(Point-based annotation data)
----
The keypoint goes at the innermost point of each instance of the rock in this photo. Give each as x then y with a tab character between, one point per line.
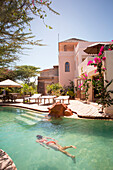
58	110
6	162
68	112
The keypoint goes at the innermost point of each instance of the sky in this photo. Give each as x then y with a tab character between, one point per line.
90	20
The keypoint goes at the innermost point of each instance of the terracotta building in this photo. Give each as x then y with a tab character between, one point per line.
72	63
47	76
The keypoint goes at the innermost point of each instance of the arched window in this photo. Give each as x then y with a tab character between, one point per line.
67	67
65	47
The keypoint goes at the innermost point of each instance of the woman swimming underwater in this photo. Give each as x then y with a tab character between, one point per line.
54	145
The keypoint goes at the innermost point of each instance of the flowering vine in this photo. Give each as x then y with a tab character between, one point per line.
101	85
85	84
----
Arrange all of the data above as a Markdown table with two columns, Row and Line, giving each line its own row number and leaving out blank lines. Do not include the pictures in the table.

■ TASK ANSWER
| Row | Line |
|---|---|
| 1 | The keypoint goes at the innermost point of each instance of the rock in this photo. Give each as x then y with a tab character between, one point per line. |
| 2 | 58	110 |
| 3 | 6	162 |
| 4 | 68	112 |
| 5 | The keypoint goes at the innermost point of each instance of the sky in this photo. Give each as x then y with a tab character between, one point per line. |
| 6 | 90	20 |
| 7 | The keypoint goes at the innermost point of each instance of the terracotta building in this photo. Give each as x then y with a tab character between, one point per line. |
| 8 | 72	63 |
| 9 | 47	76 |
| 10 | The keypoint goes at the innermost point of each instance of the arched window in this photo. Give each as x then y with a tab character between, one point per line. |
| 11 | 67	67 |
| 12 | 65	47 |
| 13 | The keypoint goes at the innermost point of each instance of the woman swimming underwater in this photo. Give each as x then y with a tab character between, one point per line. |
| 14 | 54	145 |
| 15 | The keypoint goes at the innermost point of each instance of the flowering vine in this photo. Give each as x then y with a tab character between, one point per line. |
| 16 | 101	85 |
| 17 | 85	84 |